▶ What is expected
Copy word for word only the lines starting at the one that contains "Batch job #204 — target class is acoustic" and ending at the one that contains "[68,362,90,373]", with both of those lines included.

-- start Recorded data --

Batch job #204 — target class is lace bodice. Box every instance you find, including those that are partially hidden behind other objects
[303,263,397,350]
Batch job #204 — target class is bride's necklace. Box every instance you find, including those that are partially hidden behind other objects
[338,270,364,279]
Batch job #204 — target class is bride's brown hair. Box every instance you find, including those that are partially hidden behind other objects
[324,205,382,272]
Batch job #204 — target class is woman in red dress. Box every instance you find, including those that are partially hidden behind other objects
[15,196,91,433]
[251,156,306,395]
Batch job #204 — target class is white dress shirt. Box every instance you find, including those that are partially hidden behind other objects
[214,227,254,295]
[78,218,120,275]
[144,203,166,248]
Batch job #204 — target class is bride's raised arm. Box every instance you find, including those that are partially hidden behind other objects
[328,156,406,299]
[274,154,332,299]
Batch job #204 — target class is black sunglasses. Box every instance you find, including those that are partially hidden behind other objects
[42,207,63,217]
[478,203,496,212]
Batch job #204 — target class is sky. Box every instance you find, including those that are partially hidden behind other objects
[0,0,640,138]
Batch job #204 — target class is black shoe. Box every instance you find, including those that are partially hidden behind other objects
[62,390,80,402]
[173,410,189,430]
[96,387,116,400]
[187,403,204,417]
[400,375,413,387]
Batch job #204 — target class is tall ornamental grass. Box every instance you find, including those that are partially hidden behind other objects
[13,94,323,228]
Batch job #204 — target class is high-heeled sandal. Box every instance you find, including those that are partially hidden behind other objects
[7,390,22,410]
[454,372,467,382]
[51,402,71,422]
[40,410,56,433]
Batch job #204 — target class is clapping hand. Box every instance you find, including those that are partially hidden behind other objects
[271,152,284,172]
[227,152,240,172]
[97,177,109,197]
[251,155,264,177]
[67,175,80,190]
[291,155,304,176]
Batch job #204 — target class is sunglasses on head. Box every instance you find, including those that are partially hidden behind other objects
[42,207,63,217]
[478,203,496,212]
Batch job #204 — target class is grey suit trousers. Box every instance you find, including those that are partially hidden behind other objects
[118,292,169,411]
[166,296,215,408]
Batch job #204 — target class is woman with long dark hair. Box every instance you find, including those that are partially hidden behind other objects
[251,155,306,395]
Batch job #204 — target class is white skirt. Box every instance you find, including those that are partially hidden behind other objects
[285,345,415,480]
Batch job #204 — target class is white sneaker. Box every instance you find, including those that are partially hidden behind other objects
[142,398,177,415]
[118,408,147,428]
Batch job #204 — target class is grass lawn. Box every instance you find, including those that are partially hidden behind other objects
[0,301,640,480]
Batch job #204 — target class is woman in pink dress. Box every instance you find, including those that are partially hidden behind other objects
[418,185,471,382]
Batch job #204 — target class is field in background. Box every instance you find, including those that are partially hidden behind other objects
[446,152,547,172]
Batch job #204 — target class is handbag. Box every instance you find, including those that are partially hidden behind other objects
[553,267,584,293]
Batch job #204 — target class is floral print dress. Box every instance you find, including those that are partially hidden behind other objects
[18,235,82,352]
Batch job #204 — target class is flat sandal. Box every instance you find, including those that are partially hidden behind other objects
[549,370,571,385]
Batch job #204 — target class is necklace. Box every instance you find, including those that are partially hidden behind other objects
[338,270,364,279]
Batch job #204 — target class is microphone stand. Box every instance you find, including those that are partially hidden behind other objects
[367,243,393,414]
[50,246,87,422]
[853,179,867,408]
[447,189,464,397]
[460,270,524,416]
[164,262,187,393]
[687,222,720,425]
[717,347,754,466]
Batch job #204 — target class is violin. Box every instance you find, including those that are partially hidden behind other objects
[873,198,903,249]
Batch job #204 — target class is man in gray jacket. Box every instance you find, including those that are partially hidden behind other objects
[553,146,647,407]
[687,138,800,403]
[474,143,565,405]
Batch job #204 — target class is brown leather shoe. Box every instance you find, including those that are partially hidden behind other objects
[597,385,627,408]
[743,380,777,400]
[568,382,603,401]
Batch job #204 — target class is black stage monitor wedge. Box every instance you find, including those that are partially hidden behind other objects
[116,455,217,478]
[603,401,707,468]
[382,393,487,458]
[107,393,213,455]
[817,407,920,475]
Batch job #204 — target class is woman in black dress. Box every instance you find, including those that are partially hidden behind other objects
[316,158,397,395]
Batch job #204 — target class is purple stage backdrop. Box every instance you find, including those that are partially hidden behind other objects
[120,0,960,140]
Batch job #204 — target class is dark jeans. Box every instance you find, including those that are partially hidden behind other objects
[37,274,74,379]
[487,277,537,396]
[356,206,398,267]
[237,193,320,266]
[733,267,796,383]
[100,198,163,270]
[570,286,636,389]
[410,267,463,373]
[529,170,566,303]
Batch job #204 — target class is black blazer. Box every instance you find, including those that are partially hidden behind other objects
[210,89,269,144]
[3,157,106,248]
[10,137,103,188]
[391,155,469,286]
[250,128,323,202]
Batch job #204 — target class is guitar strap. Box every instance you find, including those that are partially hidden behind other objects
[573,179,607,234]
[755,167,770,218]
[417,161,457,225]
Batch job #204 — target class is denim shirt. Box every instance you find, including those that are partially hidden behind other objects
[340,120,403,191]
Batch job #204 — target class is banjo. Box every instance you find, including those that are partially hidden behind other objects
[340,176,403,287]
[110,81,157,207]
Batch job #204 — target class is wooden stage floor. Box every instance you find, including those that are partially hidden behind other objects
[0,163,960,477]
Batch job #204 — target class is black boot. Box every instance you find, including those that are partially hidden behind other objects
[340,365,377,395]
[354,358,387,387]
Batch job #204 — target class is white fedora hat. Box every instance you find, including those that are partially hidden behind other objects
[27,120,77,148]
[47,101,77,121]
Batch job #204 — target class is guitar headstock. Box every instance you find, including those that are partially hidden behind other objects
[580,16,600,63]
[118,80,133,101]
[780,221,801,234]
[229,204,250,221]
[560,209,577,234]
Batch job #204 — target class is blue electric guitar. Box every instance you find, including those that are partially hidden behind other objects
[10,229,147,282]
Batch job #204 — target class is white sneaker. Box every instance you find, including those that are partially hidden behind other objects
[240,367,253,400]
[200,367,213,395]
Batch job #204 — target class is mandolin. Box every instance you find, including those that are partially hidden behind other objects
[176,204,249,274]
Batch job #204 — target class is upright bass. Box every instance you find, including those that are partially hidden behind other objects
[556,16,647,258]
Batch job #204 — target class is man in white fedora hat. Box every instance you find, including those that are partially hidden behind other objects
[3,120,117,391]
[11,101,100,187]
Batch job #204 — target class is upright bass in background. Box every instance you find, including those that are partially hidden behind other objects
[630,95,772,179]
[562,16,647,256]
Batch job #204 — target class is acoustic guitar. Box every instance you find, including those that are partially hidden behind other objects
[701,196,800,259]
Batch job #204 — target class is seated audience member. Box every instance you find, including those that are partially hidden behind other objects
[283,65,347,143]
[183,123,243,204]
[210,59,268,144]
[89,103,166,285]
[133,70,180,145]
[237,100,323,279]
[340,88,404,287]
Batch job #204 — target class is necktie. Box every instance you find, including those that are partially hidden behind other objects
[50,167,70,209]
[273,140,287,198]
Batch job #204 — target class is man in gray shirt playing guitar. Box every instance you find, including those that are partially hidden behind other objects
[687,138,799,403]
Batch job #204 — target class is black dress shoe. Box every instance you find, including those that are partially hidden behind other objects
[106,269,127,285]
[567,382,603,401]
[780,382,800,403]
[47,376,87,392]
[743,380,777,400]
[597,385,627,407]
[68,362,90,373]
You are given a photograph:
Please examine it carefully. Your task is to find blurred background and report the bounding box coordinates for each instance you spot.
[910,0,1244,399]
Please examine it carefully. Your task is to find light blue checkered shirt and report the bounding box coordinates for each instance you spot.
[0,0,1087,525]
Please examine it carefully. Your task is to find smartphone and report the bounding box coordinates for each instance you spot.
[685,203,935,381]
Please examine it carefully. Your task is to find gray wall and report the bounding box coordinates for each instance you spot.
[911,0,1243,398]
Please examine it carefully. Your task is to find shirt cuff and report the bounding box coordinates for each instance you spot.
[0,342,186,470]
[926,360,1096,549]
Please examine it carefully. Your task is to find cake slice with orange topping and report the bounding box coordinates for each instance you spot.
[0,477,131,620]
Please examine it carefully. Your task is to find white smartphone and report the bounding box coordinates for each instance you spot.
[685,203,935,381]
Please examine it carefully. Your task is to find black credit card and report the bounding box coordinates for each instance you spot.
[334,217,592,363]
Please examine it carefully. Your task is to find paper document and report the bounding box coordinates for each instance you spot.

-- end Recorded data --

▶ Answer to the problem
Batch job #204 — target class is acoustic guitar. Box every instance you find, including those that are partially hidden behind other objects
[701,196,800,259]
Batch job #204 — target class is seated audience member. Box every instance you find, including those that are partially hidden behind other objects
[283,65,347,143]
[183,123,243,204]
[210,59,268,144]
[89,103,166,285]
[133,70,180,145]
[237,100,323,279]
[340,88,404,287]
Batch job #204 — target class is necktie. Box every instance you find, including those that are partially hidden behind other objects
[50,167,70,209]
[273,140,287,198]
Batch job #204 — target class is man in gray shirt playing guitar. Box every instance you find, including those that are partially hidden behind other objects
[687,138,799,403]
Batch job #204 — target class is black dress shoe. Box every instance you find, including those that are partially hidden behind other objects
[106,269,127,285]
[567,382,603,401]
[780,382,800,403]
[47,376,87,392]
[743,380,777,400]
[597,385,627,407]
[68,362,90,373]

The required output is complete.